◆ **操作说明**
**a)** 请照录下方 Word Ladder 题目文档中从“1. Only one”到“return its length 5.”的这一段，一字不改。
**b)** 下面各行中，哪些含有字符串“printed”？请把这些行挑出来逐行照抄，区分大小写。

------ 原始文档

• [LeetCode] Word Ladder


    Word Ladder

    Given two words (beginWord and endWord), and a dictionary, find the length of shortest transformation sequence from beginWord to endWord, such that:

    1. Only one letter can be changed at a time
    2. Each intermediate word must exist in the dictionary

    For example,

    Given:
    start = "hit"
    end = "cog"
    dict = ["hot","dot","dog","lot","log"]

    As one shortest transformation is "hit" -> "hot" -> "dot" -> "dog" -> "cog",
    return its length 5.

    Note:

    • Return 0 if there is no such transformation sequence.
    • All words have the same length.
    • All words contain only lowercase alphabetic characters.

    解题思路:

    第一的想法是用一个图来记录相邻关系。然后将问题转化成图的最短路径问题。

------------
------ 给定数据行

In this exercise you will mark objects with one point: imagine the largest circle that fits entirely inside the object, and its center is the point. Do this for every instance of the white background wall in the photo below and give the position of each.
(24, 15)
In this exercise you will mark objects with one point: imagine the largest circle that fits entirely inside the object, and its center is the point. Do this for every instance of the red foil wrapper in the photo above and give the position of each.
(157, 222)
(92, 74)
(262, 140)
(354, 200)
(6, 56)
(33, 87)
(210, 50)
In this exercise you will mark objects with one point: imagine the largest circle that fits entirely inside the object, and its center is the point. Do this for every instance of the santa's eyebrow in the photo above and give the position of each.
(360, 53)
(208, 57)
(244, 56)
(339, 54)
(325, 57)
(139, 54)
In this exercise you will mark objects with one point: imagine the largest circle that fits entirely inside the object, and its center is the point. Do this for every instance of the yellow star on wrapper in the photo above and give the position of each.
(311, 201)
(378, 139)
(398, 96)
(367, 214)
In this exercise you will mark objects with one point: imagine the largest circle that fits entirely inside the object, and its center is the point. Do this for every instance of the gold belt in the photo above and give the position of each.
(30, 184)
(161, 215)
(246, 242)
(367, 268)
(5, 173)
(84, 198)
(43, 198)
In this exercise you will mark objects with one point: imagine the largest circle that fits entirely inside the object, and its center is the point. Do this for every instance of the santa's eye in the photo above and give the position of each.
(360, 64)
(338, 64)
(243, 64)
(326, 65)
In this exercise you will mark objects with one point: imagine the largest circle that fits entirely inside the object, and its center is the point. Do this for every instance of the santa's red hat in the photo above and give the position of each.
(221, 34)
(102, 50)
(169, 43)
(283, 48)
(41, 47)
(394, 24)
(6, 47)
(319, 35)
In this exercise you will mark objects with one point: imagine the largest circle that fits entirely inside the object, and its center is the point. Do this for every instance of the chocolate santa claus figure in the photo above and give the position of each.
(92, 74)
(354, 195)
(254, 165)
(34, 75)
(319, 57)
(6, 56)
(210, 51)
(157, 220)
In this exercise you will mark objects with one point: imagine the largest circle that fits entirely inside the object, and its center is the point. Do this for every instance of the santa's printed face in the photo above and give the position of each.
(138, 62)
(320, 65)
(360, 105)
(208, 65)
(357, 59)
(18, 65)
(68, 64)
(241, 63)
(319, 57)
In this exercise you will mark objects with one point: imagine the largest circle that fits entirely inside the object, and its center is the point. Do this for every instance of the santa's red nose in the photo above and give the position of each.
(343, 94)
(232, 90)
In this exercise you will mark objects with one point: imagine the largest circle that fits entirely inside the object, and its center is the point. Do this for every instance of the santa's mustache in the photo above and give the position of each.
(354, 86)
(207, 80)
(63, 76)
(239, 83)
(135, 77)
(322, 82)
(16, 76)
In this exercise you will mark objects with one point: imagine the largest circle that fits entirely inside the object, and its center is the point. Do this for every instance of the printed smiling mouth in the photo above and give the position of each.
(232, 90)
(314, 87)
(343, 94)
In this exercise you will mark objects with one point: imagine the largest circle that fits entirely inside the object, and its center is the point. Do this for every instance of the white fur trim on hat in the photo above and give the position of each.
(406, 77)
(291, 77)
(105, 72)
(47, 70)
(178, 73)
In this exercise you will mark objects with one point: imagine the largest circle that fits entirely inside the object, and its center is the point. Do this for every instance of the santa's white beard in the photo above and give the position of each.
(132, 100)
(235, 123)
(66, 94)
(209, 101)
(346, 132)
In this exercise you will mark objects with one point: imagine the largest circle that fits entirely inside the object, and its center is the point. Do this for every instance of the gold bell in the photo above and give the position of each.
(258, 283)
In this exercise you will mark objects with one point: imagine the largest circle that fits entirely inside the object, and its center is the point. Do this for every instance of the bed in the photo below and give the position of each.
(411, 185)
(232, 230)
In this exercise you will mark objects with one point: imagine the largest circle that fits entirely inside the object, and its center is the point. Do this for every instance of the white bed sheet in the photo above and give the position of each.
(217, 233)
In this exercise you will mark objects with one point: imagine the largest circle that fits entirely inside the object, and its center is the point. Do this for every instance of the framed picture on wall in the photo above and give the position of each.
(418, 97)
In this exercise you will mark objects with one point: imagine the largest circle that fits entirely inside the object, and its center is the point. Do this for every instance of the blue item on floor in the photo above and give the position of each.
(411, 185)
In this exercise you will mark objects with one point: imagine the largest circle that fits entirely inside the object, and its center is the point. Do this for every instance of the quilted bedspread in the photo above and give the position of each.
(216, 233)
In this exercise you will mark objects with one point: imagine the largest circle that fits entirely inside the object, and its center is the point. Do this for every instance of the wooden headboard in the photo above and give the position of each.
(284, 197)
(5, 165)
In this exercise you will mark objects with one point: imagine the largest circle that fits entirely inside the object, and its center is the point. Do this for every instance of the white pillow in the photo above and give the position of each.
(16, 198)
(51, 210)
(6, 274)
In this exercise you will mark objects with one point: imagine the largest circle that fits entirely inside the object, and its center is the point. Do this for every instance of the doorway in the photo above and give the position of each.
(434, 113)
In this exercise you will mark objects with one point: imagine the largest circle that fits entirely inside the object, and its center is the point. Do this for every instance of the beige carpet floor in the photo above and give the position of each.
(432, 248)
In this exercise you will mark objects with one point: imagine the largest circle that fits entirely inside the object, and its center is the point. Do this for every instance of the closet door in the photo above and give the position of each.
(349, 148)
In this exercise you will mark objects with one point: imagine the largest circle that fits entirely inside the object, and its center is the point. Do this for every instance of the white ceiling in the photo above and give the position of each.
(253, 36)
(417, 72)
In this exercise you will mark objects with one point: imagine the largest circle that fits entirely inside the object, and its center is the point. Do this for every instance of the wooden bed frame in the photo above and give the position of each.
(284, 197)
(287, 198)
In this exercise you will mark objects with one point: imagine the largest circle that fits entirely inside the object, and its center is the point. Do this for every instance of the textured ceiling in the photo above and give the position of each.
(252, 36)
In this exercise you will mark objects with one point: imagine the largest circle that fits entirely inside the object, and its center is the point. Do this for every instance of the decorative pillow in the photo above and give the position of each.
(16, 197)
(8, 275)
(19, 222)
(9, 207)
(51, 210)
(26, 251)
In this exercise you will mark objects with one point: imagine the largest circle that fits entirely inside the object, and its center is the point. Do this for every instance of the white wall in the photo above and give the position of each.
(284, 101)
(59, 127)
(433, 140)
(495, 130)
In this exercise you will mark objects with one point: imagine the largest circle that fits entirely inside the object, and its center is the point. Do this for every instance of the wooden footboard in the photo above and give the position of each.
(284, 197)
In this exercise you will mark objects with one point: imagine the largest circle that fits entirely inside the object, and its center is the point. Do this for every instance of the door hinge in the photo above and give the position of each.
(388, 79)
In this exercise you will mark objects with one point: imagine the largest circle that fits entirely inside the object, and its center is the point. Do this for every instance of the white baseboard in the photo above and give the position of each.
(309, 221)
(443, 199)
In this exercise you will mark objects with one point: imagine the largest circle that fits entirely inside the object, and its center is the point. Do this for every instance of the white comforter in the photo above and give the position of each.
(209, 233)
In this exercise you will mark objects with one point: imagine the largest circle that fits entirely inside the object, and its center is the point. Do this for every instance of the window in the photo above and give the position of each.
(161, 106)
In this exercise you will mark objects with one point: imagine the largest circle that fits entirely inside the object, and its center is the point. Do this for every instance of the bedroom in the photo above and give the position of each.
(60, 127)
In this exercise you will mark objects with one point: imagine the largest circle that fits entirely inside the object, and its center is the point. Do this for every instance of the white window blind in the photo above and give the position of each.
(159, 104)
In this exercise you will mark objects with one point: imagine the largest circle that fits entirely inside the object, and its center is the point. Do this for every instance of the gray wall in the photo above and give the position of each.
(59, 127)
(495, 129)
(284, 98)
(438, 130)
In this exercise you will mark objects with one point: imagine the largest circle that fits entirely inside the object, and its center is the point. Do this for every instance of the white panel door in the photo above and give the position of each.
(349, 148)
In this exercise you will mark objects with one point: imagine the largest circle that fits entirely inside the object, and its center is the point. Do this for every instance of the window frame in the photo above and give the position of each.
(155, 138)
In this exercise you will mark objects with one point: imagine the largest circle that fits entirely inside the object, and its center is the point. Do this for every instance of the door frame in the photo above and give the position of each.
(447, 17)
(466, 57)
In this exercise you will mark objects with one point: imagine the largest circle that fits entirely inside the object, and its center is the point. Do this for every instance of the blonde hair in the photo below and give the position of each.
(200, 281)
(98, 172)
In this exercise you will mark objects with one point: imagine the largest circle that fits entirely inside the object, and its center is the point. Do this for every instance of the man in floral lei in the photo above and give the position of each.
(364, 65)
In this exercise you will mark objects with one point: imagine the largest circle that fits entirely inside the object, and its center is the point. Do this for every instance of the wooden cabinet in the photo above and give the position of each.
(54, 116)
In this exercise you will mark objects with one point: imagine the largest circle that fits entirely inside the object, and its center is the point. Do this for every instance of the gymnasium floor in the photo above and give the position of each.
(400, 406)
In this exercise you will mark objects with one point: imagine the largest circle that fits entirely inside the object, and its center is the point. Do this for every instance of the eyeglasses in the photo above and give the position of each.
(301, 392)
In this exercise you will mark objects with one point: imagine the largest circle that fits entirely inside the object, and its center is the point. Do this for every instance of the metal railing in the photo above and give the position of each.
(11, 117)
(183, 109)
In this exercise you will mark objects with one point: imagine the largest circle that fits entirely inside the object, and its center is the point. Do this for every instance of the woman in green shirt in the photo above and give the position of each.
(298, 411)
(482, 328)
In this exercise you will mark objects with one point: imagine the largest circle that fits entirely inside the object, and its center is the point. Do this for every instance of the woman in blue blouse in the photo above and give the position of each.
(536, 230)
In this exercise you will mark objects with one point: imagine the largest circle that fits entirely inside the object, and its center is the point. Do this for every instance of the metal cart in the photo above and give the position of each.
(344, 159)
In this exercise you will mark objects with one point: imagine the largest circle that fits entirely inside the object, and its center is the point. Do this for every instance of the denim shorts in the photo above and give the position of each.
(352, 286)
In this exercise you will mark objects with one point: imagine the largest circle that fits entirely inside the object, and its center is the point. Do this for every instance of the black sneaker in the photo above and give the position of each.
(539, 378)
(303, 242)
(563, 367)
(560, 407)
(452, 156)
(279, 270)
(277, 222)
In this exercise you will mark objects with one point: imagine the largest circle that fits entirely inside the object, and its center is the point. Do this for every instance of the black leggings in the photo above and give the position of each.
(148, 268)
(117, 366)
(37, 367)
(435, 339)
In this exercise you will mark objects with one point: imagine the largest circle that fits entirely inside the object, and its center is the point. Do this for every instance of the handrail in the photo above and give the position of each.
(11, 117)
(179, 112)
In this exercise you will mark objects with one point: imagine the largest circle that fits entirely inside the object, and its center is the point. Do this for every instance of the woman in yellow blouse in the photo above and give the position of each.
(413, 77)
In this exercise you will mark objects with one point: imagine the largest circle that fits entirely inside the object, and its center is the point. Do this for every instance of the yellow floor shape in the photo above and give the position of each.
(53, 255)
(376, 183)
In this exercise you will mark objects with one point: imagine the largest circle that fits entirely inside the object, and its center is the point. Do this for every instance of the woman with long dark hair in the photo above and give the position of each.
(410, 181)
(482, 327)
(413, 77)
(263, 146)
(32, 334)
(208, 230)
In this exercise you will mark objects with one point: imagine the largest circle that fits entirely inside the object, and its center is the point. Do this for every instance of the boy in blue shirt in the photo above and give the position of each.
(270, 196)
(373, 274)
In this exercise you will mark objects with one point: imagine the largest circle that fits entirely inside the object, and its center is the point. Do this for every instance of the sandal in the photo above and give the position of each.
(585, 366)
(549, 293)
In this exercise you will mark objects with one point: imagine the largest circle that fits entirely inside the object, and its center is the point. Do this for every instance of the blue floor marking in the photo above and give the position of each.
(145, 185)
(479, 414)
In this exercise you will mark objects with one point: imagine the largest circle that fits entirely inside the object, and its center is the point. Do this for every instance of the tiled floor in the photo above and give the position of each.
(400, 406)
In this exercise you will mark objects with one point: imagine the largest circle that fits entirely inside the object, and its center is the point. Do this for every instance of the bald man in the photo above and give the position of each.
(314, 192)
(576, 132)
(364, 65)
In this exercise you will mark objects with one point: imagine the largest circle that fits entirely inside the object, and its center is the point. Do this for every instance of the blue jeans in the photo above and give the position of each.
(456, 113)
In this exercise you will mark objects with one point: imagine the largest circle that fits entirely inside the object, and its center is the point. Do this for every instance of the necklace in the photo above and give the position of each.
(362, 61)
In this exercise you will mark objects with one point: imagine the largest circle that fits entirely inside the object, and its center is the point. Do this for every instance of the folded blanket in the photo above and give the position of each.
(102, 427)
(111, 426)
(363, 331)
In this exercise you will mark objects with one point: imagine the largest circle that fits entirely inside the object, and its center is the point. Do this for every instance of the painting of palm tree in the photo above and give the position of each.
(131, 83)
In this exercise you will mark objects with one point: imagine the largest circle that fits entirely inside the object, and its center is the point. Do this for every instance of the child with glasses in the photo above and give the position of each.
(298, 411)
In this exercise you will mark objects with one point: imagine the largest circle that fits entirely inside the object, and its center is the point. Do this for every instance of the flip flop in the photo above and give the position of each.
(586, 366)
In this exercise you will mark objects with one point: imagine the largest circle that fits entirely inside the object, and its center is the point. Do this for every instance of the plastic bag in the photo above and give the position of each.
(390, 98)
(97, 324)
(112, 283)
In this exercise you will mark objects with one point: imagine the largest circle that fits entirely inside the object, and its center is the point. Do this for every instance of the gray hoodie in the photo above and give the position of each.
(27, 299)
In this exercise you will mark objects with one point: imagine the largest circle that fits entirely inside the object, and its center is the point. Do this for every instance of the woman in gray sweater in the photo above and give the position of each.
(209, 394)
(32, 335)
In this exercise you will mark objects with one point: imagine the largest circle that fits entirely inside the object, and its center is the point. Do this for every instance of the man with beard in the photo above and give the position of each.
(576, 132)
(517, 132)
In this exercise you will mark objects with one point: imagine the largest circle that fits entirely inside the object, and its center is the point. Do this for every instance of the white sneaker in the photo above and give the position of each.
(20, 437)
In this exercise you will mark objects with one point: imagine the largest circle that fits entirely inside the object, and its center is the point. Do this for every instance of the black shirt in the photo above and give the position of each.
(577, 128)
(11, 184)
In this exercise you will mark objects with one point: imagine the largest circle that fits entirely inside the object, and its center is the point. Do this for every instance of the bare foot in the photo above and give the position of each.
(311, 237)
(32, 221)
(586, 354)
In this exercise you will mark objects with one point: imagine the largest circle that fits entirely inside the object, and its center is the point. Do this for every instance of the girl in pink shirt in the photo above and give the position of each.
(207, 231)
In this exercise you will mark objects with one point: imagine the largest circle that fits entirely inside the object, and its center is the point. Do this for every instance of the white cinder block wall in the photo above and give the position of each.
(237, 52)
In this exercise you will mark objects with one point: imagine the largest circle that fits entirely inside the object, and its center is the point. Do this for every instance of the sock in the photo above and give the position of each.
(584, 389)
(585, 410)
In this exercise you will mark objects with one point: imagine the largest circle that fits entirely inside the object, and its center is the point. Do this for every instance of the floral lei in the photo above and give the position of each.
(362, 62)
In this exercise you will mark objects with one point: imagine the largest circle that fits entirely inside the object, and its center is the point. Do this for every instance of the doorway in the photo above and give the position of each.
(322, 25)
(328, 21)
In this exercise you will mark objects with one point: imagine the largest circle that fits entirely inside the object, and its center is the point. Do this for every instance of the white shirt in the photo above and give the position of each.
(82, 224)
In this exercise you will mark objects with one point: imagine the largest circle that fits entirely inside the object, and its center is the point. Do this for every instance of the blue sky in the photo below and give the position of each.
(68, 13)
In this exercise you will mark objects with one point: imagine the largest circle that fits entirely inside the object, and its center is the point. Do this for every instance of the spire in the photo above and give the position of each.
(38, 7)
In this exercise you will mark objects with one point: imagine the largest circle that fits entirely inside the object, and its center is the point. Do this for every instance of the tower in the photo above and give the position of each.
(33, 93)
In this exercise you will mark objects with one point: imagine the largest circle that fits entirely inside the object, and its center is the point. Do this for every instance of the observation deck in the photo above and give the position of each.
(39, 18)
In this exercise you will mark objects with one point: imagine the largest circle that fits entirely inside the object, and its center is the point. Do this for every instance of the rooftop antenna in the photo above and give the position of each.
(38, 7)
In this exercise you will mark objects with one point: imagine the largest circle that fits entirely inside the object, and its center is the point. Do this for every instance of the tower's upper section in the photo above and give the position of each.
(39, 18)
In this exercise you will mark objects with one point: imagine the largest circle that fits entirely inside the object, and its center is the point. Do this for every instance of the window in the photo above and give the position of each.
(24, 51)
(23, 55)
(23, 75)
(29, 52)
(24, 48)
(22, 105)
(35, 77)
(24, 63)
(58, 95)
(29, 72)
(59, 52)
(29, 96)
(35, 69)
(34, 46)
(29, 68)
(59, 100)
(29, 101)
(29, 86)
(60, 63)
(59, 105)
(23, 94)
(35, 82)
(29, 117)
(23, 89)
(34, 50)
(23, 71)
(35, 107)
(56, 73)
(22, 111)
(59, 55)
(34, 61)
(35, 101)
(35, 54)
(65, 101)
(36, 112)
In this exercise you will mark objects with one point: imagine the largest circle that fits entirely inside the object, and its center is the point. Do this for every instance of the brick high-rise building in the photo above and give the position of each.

------------

◆ **完整答案**
**a)**
1. Only one letter can be changed at a time
    2. Each intermediate word must exist in the dictionary

    For example,

    Given:
    start = "hit"
    end = "cog"
    dict = ["hot","dot","dog","lot","log"]

    As one shortest transformation is "hit" -> "hot" -> "dot" -> "dog" -> "cog",
    return its length 5.

**b)**
In this exercise you will mark objects with one point: imagine the largest circle that fits entirely inside the object, and its center is the point. Do this for every instance of the santa's printed face in the photo above and give the position of each.
In this exercise you will mark objects with one point: imagine the largest circle that fits entirely inside the object, and its center is the point. Do this for every instance of the printed smiling mouth in the photo above and give the position of each.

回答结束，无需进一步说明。